## TASK GOAL:
Please pull out and copy each line of the data below that contains the word "positive", matching case exactly.

Segment Start: GIVEN ENTRIES

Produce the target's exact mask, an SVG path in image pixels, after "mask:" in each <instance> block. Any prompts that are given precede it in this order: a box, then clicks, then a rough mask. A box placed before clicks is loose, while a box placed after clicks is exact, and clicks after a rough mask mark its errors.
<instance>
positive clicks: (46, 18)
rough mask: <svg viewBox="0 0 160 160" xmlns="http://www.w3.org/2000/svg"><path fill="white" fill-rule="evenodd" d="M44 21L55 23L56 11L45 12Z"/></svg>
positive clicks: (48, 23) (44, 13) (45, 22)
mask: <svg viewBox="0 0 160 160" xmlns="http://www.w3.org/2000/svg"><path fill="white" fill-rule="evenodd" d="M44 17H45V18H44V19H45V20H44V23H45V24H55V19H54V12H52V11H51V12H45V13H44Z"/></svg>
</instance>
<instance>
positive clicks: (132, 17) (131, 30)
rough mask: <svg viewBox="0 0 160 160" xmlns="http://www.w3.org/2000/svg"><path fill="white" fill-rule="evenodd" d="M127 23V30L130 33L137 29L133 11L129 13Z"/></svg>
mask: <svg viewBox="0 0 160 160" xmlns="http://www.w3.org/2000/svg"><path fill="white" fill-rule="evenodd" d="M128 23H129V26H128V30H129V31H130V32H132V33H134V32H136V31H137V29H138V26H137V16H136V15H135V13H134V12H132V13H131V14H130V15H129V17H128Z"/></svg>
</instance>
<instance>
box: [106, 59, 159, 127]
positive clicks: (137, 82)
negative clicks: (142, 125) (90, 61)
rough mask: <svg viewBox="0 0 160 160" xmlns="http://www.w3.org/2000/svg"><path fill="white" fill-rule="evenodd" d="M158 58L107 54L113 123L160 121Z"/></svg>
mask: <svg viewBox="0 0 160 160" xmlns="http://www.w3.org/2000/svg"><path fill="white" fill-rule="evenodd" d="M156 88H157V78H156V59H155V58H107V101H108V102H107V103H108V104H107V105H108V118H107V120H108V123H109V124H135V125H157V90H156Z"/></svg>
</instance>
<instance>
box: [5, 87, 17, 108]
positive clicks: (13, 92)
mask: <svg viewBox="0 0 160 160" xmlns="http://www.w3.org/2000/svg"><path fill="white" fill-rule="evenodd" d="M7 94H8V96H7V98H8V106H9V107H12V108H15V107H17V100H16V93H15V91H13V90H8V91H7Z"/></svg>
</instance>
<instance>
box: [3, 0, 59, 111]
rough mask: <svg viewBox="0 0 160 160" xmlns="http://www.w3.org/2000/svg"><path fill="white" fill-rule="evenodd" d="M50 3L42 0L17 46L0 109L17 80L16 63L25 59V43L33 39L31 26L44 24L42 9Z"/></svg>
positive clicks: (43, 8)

Segment End: GIVEN ENTRIES

## OUTPUT FOR THIS TASK:
positive clicks: (46, 18)
positive clicks: (48, 23) (44, 13) (45, 22)
positive clicks: (132, 17) (131, 30)
positive clicks: (137, 82)
positive clicks: (13, 92)
positive clicks: (43, 8)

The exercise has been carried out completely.